**TEXT TO READ**
It’s difficult now to recall the mood of the 1990s. The Cold War had ended, overwhelmingly on American terms. A world that had been divided into two camps, politically and economically, was now one. Dozens of countries from Latin America to Africa to Asia that were once staunchly socialist were moving toward capitalism and democracy, embracing a global order they once decried as unjust and imperial.
America in the 1990s was consumed by talk of economics and technology. The information revolution was just taking off. I try to explain to my children that only two decades ago, much of the world that seems indispensable today — the Internet, cellphones — did not exist for most people. In the early 1990s, AOL and Netscape gave everyday Americans the chance to browse the Internet. Until then, the revolutionary technology that had broken down government censorship and opened access to information in the communist bloc was — the fax machine. Explaining its effects, the strategist Albert Wohlstetter had written an essay for the Wall Street Journal titled “The Fax Will Make You Free.”

**PROBLEMS AND TASKS**
**1)** According to the passage on the 1990s, what technology had broken down government censorship and opened access to information in the communist bloc before the Internet?
**2)** Extend the passage on the 1990s with a few sentences that follow on from its last sentence.
The records that come after this passage on the 1990s are not needed for anything here.

**INFORMATION GIVEN**
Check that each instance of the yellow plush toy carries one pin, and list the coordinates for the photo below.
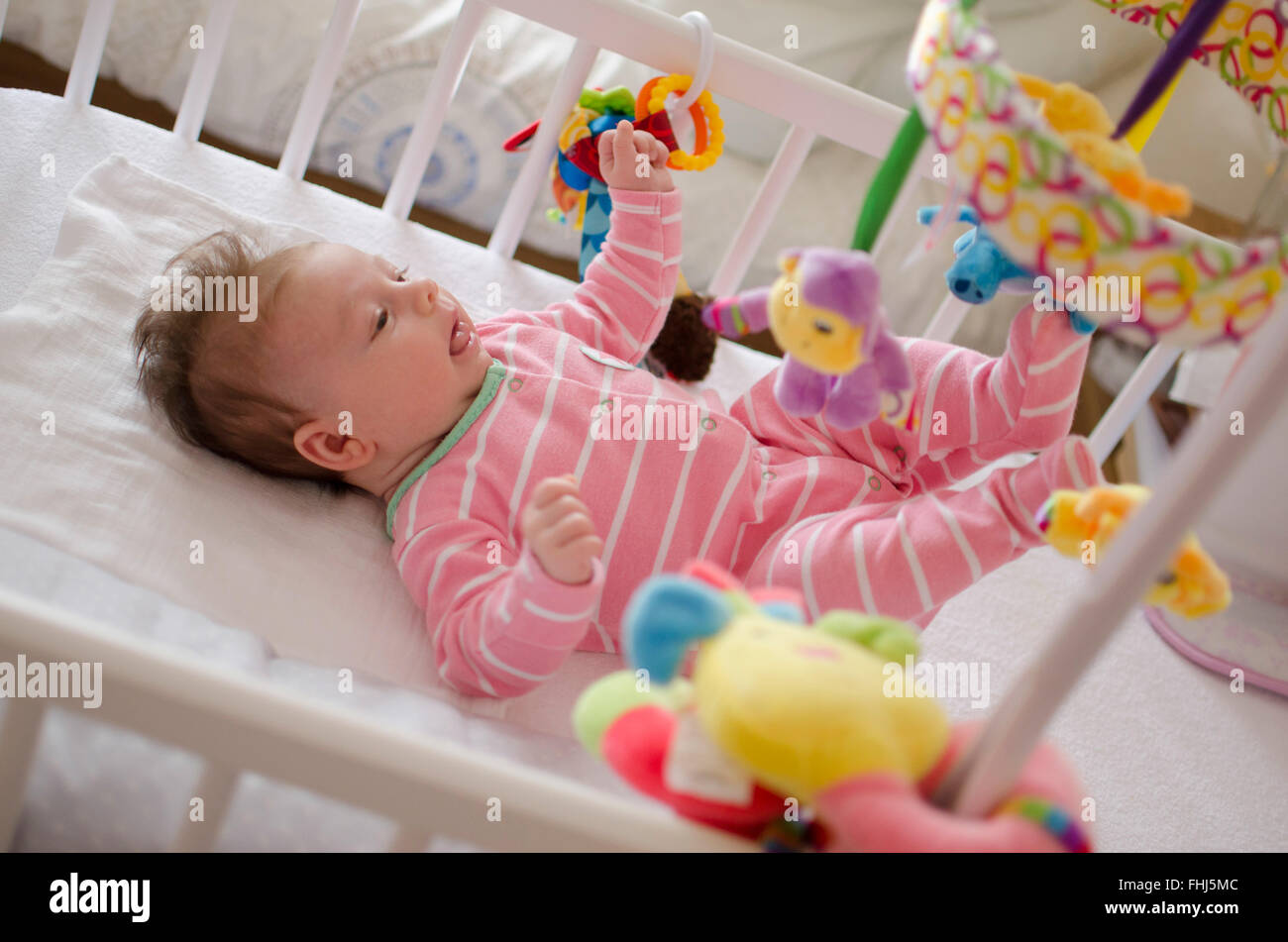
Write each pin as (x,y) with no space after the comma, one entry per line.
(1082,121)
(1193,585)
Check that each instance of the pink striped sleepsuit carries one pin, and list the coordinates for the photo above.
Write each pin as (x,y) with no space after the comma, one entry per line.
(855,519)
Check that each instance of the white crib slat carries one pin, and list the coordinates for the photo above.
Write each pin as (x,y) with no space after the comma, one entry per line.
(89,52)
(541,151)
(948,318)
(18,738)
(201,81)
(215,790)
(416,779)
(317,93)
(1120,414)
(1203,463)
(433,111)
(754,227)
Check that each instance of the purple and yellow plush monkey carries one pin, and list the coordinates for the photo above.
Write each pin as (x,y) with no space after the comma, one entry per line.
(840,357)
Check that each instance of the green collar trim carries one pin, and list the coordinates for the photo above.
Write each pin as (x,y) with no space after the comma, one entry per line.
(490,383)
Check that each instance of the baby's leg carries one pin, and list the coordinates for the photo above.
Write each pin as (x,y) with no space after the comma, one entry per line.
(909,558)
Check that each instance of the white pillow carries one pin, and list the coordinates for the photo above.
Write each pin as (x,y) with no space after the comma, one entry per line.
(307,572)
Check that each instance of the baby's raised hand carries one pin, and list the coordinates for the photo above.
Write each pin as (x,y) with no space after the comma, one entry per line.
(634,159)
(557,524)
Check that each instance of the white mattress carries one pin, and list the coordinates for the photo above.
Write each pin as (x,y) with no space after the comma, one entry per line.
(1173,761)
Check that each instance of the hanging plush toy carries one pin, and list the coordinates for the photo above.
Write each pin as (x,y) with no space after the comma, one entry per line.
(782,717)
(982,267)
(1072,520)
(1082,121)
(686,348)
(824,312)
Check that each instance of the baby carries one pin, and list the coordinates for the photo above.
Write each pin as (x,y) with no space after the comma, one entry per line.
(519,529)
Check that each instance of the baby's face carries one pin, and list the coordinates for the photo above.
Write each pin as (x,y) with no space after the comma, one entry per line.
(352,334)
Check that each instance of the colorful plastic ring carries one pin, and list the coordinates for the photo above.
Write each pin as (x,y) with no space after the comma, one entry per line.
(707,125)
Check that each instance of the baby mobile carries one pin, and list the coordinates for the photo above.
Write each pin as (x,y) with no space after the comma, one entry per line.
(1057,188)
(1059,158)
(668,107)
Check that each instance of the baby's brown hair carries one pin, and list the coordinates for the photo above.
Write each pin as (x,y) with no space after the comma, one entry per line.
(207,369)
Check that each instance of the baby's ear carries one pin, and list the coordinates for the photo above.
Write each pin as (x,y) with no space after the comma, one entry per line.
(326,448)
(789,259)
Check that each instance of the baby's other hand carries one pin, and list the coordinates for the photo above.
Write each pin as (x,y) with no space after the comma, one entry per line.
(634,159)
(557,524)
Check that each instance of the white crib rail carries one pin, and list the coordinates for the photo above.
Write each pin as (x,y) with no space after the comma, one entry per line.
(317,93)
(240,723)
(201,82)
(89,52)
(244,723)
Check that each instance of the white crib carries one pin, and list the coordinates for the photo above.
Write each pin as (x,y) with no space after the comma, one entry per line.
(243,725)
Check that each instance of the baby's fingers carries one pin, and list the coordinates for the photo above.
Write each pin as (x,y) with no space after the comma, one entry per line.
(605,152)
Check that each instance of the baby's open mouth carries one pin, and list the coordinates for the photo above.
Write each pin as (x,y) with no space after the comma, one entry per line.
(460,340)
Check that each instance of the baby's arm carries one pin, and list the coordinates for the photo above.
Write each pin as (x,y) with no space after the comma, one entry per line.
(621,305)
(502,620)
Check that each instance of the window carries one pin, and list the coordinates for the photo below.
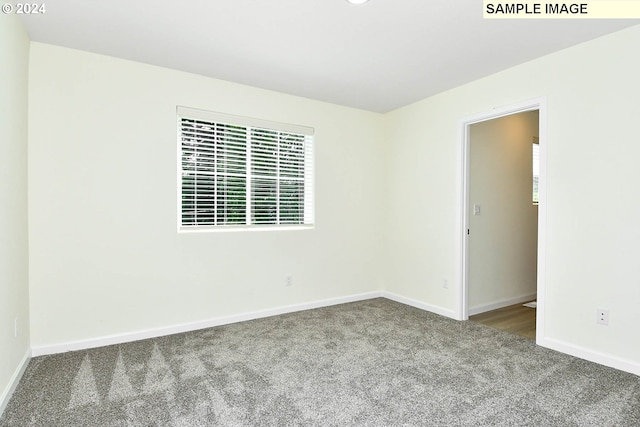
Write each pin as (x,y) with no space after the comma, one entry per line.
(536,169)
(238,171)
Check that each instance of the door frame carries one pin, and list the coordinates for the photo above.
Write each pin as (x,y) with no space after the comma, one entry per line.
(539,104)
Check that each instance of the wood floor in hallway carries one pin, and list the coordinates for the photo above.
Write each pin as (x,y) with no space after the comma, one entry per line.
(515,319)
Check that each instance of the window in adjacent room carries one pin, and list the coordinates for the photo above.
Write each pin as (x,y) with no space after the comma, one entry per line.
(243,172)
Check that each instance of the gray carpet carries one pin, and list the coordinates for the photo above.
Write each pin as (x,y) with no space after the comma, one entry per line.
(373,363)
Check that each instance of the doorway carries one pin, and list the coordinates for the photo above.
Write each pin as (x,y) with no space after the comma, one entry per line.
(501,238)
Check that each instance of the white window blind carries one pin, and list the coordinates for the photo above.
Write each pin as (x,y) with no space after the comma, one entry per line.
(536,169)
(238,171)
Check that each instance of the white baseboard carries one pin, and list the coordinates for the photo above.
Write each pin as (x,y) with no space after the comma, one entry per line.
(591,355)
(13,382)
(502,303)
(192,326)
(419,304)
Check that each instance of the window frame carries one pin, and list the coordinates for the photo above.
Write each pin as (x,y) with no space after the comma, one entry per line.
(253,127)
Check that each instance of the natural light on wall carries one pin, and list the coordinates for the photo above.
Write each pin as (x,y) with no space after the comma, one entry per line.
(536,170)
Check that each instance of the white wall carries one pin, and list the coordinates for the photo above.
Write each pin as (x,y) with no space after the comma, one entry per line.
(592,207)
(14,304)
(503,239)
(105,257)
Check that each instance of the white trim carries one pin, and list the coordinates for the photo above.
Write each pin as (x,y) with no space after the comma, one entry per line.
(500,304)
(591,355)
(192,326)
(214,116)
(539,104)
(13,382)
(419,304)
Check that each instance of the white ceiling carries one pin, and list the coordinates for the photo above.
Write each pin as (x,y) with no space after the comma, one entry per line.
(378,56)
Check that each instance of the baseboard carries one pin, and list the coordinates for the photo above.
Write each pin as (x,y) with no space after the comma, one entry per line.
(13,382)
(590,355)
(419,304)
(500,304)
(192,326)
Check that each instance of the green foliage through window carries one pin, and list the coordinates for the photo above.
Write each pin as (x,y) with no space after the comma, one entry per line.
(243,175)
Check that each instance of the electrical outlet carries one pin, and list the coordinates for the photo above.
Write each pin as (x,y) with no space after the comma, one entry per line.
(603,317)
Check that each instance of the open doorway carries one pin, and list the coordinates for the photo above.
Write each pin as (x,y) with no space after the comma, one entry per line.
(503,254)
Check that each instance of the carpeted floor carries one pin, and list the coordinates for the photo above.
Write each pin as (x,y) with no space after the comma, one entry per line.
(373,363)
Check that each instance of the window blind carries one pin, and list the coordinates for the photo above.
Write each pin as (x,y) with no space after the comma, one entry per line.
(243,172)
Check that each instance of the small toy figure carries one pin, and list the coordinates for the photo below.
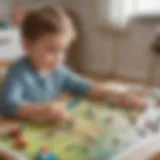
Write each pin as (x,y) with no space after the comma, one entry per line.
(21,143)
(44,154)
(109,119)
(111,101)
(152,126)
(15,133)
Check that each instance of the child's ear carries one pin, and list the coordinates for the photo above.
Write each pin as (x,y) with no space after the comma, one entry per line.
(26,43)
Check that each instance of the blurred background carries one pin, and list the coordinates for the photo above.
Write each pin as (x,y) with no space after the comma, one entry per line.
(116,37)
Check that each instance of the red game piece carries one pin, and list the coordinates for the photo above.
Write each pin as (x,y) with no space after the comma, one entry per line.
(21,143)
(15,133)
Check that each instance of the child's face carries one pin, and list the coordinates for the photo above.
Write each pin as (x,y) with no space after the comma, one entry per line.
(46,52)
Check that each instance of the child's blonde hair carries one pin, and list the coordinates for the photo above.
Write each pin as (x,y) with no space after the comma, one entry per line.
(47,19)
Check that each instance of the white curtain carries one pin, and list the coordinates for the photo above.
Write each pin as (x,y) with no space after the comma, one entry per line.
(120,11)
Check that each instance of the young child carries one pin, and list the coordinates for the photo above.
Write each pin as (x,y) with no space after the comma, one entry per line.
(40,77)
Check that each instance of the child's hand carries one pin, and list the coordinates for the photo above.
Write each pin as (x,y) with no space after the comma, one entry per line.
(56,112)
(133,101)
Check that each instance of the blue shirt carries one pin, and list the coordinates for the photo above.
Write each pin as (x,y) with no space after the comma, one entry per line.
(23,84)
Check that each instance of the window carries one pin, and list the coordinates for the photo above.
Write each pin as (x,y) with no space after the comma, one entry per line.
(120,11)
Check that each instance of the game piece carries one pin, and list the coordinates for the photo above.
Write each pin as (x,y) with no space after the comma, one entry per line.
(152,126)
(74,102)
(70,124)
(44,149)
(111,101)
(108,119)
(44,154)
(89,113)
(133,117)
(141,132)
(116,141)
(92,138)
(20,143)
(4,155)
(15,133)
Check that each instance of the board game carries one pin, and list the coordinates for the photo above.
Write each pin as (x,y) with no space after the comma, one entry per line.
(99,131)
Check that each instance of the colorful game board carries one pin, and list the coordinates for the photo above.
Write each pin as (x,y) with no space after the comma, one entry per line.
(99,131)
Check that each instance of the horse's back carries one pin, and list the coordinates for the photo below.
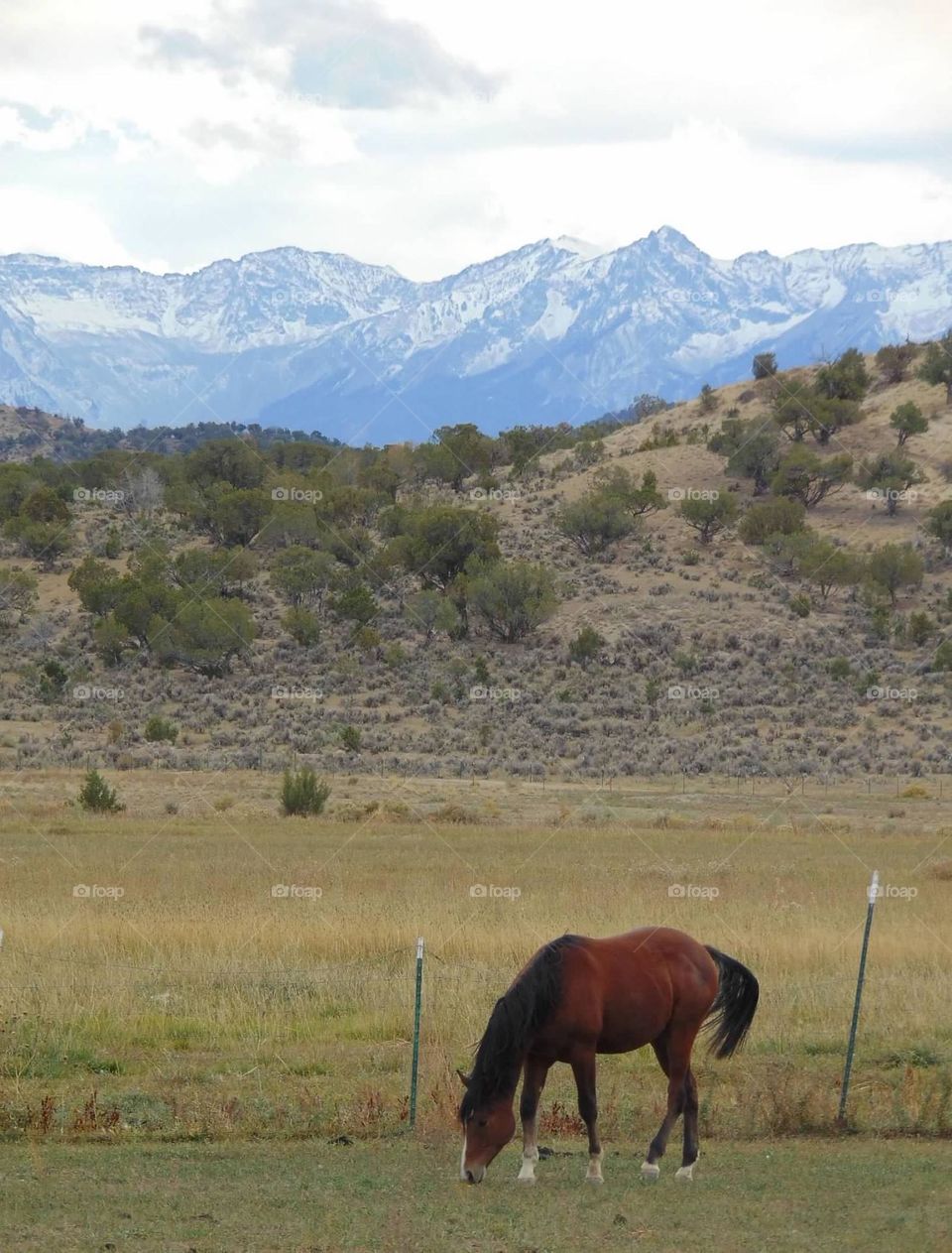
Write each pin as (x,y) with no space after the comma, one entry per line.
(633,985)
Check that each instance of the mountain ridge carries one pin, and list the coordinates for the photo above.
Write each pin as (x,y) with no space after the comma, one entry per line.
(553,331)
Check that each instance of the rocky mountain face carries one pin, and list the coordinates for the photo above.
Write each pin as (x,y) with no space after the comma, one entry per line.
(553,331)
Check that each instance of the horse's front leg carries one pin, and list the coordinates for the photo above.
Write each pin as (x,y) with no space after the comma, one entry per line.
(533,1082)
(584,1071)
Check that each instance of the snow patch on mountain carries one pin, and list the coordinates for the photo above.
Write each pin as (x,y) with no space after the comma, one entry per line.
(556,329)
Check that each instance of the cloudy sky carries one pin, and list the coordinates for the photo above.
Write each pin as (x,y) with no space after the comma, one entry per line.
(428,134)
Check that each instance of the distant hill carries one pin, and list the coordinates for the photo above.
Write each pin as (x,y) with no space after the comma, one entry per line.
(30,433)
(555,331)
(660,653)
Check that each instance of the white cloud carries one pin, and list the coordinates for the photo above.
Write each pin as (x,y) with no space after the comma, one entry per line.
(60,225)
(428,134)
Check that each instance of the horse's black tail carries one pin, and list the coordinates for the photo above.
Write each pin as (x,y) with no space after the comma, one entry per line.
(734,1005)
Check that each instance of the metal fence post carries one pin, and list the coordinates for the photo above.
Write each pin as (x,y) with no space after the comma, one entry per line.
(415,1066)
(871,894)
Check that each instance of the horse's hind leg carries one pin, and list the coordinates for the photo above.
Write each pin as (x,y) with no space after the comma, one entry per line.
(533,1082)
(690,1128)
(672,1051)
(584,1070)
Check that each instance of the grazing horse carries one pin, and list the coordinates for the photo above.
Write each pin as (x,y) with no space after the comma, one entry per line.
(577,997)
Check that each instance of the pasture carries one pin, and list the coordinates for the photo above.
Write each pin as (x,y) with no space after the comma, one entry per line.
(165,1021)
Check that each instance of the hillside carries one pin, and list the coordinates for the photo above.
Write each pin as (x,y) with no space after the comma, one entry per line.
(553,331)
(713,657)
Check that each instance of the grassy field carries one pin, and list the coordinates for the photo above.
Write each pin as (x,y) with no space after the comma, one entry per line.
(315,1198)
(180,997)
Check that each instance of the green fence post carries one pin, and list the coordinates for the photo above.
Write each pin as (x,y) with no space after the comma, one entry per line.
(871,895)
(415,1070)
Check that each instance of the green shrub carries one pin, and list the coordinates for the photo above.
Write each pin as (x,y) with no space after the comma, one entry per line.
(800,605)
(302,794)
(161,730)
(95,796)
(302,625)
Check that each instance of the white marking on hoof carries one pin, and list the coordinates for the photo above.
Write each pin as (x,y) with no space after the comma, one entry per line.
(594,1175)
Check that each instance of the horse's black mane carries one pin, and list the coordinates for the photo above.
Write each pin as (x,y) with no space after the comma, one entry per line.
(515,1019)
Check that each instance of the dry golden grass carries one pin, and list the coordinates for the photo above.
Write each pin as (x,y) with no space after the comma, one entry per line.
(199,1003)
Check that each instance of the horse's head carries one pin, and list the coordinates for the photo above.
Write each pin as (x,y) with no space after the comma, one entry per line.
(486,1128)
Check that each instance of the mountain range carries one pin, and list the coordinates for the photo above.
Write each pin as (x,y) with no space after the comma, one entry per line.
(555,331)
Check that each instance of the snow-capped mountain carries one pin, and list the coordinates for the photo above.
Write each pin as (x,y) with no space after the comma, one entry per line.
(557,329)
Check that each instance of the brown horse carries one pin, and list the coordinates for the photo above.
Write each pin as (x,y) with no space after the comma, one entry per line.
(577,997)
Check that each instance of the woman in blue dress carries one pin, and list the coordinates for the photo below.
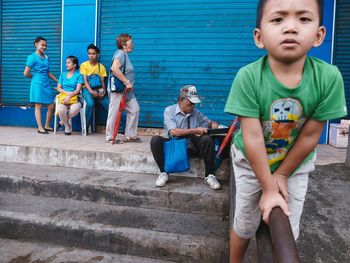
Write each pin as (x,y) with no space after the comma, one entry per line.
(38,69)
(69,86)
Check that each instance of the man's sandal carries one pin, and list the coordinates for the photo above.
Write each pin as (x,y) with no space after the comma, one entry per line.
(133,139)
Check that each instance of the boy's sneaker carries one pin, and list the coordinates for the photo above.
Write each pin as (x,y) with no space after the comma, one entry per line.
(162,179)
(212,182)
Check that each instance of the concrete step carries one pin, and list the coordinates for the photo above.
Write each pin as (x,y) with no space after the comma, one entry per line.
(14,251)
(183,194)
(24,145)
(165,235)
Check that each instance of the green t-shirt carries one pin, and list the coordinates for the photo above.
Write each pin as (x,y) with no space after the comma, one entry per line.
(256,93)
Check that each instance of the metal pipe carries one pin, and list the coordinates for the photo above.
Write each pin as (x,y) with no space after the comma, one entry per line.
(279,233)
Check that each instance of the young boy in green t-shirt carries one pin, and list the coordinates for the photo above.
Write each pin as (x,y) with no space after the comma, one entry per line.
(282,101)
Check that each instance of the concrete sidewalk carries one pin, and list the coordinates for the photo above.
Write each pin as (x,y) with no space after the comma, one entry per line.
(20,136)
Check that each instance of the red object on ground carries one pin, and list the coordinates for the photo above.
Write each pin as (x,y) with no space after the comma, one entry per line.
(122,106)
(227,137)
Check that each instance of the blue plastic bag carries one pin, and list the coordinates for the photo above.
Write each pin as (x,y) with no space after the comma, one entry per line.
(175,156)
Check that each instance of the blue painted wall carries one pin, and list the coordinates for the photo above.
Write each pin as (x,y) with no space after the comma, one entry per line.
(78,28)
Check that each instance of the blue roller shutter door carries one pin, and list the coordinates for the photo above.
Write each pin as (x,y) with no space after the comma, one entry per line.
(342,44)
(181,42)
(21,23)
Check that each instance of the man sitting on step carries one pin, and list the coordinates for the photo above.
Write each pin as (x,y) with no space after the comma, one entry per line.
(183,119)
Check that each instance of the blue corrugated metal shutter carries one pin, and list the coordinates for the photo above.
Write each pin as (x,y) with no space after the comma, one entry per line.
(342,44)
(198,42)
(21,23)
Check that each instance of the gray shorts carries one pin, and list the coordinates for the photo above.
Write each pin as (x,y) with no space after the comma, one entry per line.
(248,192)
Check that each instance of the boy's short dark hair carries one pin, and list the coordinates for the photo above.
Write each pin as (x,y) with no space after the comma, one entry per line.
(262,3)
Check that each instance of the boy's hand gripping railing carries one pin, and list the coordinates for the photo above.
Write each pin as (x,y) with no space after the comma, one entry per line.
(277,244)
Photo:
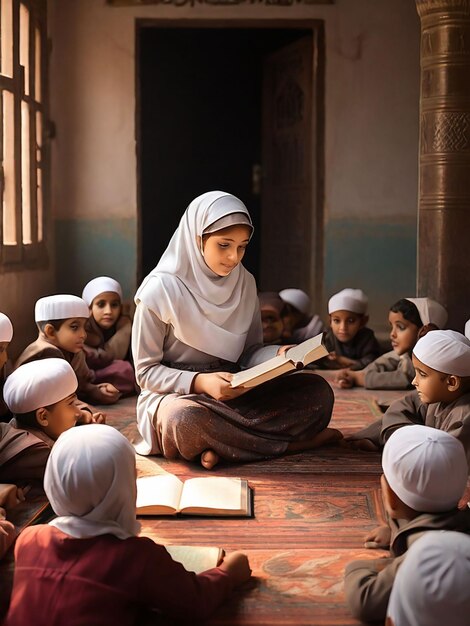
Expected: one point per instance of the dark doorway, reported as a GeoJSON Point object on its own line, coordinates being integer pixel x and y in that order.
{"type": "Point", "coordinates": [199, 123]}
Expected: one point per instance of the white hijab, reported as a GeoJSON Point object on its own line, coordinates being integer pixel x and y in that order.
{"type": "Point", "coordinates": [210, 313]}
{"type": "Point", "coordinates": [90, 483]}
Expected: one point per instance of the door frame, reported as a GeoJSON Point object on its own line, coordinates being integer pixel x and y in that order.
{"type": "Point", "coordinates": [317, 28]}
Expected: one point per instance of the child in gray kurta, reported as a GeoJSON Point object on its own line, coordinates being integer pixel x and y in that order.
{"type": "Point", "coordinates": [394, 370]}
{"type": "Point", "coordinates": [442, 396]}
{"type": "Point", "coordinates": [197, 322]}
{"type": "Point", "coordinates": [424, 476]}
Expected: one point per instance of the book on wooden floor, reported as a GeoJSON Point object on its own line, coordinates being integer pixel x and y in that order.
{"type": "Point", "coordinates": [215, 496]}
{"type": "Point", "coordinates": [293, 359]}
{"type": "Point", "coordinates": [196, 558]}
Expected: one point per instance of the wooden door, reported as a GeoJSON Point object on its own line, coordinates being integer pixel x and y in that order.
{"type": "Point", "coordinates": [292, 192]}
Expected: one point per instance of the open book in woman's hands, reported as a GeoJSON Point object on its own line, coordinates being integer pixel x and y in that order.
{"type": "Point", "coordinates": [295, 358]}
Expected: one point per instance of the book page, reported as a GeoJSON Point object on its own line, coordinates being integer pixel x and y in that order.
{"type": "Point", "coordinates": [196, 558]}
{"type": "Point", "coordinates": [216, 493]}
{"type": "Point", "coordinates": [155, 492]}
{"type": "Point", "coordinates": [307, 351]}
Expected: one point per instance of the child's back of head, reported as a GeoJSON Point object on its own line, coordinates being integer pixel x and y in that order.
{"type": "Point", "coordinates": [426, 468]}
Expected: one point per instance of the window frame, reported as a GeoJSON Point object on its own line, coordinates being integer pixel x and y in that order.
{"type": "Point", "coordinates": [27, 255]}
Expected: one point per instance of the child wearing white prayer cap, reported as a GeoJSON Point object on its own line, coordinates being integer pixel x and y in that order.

**RESPONSES BY TASK**
**1)** The fax machine.

**2)**
What few of us recognized at the time was that one part of the world was not being reshaped by these winds of change — the Middle East. As communism crumbled, Latin American juntas yielded, apartheid cracked and Asian strongmen gave way to elected leaders, the Middle East remained stagnant. Almost every regime in the region, from Libya to Egypt to Syria, was run by the same authoritarian system that had been in place for decades. The rulers were mostly secular, autocratic and deeply repressive. They had maintained political control but produced economic despair and social paralysis. For a young man in the Middle East — and there was a surfeit of young men — the world was moving forward everywhere except at home.